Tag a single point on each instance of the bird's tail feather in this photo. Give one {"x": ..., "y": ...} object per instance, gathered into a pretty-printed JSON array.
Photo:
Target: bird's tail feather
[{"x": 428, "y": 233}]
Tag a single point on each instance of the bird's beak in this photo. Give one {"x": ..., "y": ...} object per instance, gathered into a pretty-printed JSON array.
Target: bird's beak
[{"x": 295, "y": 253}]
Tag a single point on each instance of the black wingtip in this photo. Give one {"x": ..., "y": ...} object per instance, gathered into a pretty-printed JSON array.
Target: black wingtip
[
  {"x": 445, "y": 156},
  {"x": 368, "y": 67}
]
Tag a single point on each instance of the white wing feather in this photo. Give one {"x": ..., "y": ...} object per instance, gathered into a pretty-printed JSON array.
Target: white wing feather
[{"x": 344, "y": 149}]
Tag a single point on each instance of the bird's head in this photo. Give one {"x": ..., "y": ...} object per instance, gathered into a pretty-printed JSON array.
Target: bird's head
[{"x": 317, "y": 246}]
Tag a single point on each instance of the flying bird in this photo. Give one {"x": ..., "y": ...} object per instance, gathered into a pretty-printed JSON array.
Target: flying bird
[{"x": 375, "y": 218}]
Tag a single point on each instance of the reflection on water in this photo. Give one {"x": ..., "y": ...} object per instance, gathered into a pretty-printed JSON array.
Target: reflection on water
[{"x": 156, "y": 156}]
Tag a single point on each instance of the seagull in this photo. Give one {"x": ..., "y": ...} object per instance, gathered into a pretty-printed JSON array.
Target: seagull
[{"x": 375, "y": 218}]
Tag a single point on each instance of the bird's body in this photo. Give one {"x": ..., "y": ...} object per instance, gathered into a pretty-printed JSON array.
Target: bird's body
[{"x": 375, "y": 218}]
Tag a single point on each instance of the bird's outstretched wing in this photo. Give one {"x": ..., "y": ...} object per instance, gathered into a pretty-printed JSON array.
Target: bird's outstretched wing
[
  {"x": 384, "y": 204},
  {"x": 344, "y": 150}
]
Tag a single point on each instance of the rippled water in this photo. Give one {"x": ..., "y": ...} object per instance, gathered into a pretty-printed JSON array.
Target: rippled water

● ● ● ● ●

— Instructions for the task —
Please write out everything from the line containing "Tag a single point on each instance of the bird's outstretched" down to the end of the records again, keeping every line. Add 120 to each x and y coordinate in the answers.

— Exercise response —
Tag a single point on each instance of the bird's outstretched wing in this photo. Give one {"x": ..., "y": ...} object per instance, gathered into a pretty-printed JSON array.
Target: bird's outstretched wing
[
  {"x": 504, "y": 324},
  {"x": 464, "y": 270}
]
Tag a single point on each instance of the rippled water in this photo. Give one {"x": ..., "y": ...} object per instance, gathered into a pretty-printed JSON array.
Target: rippled water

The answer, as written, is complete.